WORK TO COMPLETE: Scan the data below and pick out the lines containing the word "find".

(Stored data entries)
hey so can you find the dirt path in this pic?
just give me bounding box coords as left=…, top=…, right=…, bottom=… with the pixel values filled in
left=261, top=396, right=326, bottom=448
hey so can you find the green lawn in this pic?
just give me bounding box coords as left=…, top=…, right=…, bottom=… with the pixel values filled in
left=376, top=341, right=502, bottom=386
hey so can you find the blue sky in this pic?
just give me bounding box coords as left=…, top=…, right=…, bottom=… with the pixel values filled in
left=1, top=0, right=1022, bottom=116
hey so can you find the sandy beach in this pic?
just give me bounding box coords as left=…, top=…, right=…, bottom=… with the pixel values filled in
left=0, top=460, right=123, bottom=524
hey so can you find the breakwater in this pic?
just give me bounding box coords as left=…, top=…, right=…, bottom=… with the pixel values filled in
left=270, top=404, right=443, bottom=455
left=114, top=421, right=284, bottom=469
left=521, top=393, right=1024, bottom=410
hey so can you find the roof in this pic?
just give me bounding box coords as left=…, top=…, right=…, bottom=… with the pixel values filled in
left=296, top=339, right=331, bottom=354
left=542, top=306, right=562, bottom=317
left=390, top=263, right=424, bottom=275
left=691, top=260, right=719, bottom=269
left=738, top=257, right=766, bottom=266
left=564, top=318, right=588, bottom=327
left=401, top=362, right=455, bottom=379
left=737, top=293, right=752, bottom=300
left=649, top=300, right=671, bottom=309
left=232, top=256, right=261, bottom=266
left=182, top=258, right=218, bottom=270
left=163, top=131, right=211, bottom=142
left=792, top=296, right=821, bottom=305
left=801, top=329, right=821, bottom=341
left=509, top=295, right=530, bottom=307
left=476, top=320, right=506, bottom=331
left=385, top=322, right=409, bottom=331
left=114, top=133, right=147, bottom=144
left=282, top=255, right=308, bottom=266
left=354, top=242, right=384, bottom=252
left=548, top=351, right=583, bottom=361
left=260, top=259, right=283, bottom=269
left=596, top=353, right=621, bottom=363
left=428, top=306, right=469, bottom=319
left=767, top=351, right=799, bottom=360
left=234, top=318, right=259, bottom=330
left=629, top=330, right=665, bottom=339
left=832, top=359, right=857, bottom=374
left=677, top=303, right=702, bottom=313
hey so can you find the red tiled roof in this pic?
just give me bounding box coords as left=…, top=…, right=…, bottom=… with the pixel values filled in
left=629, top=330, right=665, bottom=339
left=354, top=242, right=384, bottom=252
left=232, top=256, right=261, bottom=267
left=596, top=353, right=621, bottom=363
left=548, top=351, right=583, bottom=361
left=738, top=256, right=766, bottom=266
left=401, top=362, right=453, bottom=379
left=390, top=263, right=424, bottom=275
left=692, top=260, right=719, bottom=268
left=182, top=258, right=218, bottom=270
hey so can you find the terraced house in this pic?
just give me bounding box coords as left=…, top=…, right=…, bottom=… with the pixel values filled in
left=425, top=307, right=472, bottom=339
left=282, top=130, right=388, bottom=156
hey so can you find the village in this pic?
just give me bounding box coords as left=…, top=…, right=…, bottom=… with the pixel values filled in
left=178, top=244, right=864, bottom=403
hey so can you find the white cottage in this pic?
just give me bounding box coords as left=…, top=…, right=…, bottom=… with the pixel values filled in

ANSWER TO THIS EXERCISE:
hey so can you find the dirt path in this pic?
hey so can you find the green lawn in this pic?
hey so can you find the blue sky in this pic?
hey so can you find the sandy beach in this pic?
hey so can you find the breakwater in this pic?
hey so can you find the roof in this pic?
hey so can you find the red tiled roof in this pic?
hey so can you find the terraced house in this pic?
hey so can you find the village in this pic?
hey so can you find the white cottage in this pic?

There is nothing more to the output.